*Excerpt to read*:

--- START ---

Tabs and options can be and have been expanded over time, depending on research needs.

FLIP, Food Label Information Program; FSANZ, Food Standards Australia New Zealand; NFt, Nutrition Facts table; TLL, Traffic Light Label; TRA, Table of Reference Amounts; UPC, Universal Product Code.

Data Security

The FLIP is hosted on a cloud-based infrastructure located in Virginia, USA and Quebec, Canada. Raw data for each product page with date and time of data collection is stored separately for audit and data verification purposes, and to provide a mechanism for re-extracting data in the event that data was previously extracted incorrectly, or additional data points are required. At present, the FLIP website is available to the L'Abbé Lab nutritional sciences researchers at the University of Toronto, as well as national and international university and government researchers with whom the University of Toronto has set up data sharing agreements.

Phase 1: Food Label Information Program Database Development and Enhancements

FLIP 2020 Data Collection

The latest phase, FLIP 2020, is described in this manuscript. The FLIP 2020 contains nutrition information for 74,445 product listings, representing 48,829 unique universal product codes (UPC). Food information from the leading grocery retailers in Canada with online information were acquired from their respective websites and digitalized to enhance ease and efficiency of collection and analysis. Food composition database software (University of Toronto, Toronto, ON, Canada) (web and mobile) was developed for FLIP 2020, resulting in a shorter and more efficient food collection and data processing approach (Table 1).

Data was acquired from the websites of seven Canadian retailers (Costco®, Costco Wholesale Canada Ltd., Nepean, ON, Canada; Grocery Gateway by Longo's, Longo's Brothers Fruit Markets Inc., Empire Company Ltd., Stellarton, NS, Canada; Loblaws®, Loblaws Companies Ltd., Brampton, ON, Canada; Metro, Metro Inc., Montreal, QB, Canada; No Frills®, Loblaws Companies Ltd., Brampton, ON, Canada; Voilà by Sobeys, Empire Company Ltd., Stellarton, NS, Canada; and Walmart, Walmart Canada Corp., Mississauga, ON, Canada), representing over 80% of the grocery retail market share (30, 31). Data were collected between May and June 2020, and in February 2021 (the latter for Voilá due to the lack of e-commerce availability during the initial scraping period). Two additional websites of two retailers (Loblaws and No Frills), located in a populated metropolitan Toronto area, were selected for additional data acquisition for further analysis of the e-commerce food environment.

--- END ---

*Exercises*:
a) In the passage on the Food Label Information Program, how many unique universal product codes does FLIP 2020 represent?
b) From the passage on the Food Label Information Program, reproduce word for word the part that opens with the words containing "Data Security" and closes with "data sharing agreements.".
The records have nothing to do with the text.

*Listed records*:
--- START ---

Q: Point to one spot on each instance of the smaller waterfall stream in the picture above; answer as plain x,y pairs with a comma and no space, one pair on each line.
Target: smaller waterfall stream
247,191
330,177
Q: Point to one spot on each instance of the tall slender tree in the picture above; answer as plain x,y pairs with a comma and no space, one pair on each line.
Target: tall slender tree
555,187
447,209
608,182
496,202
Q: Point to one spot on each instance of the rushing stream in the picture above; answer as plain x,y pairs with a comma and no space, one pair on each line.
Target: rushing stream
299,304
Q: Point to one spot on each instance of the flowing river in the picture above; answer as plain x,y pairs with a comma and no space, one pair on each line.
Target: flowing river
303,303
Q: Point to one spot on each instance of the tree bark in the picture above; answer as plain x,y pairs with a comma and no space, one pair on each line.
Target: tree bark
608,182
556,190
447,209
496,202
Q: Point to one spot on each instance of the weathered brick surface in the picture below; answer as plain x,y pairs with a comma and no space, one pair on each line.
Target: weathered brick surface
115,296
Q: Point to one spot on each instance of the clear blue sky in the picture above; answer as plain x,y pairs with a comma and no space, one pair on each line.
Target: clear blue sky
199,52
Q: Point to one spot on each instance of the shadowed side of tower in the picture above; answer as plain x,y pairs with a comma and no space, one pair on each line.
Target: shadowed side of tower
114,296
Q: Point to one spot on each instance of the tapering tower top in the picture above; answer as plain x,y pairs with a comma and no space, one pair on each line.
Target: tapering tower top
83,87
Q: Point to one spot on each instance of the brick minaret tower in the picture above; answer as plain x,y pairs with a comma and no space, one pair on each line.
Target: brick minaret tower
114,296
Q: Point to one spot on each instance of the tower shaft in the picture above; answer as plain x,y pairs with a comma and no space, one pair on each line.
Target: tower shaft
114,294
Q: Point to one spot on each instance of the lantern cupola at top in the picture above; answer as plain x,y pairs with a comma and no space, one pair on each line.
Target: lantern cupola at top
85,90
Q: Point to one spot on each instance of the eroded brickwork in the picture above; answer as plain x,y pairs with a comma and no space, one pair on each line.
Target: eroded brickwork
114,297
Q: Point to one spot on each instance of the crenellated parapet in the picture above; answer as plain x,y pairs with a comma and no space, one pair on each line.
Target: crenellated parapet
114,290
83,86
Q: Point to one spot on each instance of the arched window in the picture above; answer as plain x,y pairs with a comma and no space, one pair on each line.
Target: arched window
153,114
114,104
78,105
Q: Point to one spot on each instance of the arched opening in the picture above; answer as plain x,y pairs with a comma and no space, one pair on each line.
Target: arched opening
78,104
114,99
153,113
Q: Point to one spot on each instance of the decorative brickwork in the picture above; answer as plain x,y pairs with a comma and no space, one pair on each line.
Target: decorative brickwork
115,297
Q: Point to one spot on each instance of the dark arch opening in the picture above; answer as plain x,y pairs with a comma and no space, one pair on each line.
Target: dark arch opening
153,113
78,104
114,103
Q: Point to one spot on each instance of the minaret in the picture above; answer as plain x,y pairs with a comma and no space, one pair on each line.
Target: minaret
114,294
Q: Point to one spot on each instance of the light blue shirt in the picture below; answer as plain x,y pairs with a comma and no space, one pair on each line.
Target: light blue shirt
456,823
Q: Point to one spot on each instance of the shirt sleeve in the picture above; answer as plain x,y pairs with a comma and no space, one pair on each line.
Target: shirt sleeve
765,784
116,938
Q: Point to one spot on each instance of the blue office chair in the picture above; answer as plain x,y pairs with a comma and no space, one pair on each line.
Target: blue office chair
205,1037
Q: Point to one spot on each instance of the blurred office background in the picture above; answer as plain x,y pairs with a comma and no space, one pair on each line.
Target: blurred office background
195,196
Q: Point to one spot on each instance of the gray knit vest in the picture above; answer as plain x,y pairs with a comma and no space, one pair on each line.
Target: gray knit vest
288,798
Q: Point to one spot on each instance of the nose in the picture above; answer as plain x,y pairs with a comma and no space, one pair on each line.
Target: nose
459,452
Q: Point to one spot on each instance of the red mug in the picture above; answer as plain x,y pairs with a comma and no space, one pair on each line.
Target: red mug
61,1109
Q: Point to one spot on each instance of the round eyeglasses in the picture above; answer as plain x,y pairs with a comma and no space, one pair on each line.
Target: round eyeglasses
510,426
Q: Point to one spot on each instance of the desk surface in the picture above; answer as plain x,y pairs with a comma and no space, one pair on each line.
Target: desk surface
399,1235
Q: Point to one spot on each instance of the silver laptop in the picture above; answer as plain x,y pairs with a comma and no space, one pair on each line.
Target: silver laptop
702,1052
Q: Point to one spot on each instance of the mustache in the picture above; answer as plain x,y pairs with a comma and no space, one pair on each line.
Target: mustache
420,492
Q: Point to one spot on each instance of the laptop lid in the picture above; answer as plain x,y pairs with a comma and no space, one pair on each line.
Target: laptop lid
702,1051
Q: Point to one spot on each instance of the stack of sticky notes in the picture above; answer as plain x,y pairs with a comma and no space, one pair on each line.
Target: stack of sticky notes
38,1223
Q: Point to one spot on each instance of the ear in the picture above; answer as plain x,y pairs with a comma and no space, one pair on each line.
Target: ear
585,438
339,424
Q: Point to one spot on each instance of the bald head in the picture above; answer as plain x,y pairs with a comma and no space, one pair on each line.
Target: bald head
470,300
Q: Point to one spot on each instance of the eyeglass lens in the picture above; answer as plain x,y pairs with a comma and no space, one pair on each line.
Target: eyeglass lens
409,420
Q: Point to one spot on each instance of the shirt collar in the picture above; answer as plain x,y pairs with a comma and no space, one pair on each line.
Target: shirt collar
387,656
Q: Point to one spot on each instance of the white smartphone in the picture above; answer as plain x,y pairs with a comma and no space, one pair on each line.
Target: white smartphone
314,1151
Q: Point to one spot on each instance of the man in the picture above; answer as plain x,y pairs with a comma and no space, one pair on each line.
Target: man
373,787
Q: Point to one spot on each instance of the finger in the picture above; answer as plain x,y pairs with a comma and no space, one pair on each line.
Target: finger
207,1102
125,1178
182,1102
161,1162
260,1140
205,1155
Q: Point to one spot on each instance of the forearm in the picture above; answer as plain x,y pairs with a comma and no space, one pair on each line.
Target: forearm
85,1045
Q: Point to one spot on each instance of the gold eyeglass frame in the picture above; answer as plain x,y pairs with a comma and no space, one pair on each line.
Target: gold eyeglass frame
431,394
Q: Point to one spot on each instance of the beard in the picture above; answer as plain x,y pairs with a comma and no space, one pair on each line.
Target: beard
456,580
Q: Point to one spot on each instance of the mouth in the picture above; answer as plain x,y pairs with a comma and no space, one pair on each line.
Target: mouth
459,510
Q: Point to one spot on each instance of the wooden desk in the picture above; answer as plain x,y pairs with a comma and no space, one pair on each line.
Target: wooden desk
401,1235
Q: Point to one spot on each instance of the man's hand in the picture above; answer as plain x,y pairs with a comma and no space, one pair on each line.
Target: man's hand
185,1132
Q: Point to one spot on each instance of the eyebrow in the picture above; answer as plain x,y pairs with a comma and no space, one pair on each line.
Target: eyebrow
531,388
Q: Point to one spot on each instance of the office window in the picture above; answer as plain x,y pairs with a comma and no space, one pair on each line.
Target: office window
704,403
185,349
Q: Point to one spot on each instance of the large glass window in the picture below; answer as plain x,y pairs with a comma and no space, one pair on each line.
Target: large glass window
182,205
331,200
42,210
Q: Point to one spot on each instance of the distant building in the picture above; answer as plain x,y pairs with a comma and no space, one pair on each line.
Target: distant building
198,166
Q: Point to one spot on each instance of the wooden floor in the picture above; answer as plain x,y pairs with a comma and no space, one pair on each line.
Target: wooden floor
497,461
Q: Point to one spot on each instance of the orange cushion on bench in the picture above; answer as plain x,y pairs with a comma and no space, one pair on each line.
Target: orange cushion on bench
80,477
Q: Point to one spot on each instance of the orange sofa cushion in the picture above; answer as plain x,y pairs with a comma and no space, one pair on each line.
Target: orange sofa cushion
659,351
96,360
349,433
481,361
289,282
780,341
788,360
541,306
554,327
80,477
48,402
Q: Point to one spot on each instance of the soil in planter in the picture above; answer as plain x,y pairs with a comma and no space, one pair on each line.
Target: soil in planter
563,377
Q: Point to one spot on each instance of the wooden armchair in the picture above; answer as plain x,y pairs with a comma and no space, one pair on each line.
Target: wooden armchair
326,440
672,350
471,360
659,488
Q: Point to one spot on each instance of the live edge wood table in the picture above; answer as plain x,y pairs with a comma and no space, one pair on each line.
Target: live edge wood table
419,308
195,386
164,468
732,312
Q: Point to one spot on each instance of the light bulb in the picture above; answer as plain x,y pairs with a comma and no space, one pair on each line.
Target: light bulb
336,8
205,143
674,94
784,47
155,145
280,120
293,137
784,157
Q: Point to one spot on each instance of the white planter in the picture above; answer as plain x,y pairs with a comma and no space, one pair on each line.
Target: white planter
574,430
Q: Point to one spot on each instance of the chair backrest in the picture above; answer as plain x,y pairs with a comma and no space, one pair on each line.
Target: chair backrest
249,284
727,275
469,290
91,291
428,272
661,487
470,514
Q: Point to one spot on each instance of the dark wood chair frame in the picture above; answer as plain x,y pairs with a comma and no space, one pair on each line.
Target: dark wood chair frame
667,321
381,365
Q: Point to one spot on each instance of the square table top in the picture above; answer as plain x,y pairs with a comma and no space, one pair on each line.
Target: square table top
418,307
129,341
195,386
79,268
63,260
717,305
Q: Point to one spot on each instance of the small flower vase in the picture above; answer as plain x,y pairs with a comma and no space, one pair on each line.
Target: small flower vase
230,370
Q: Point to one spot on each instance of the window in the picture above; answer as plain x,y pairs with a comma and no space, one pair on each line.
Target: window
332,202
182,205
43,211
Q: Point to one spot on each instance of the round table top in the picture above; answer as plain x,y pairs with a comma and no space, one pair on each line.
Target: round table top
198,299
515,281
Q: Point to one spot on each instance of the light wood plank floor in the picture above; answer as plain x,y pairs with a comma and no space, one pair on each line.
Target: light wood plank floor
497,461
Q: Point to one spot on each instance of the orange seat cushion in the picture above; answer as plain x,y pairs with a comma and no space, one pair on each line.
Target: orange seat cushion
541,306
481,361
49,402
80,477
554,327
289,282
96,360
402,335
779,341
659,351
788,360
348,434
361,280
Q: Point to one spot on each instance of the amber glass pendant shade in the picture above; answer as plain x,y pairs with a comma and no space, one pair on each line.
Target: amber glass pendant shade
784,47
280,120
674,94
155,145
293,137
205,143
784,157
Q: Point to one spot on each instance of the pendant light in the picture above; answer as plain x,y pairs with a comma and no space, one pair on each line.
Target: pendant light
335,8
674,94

--- END ---

*Answers*:
a) 48,829

b)
Data Security

The FLIP is hosted on a cloud-based infrastructure located in Virginia, USA and Quebec, Canada. Raw data for each product page with date and time of data collection is stored separately for audit and data verification purposes, and to provide a mechanism for re-extracting data in the event that data was previously extracted incorrectly, or additional data points are required. At present, the FLIP website is available to the L'Abbé Lab nutritional sciences researchers at the University of Toronto, as well as national and international university and government researchers with whom the University of Toronto has set up data sharing agreements.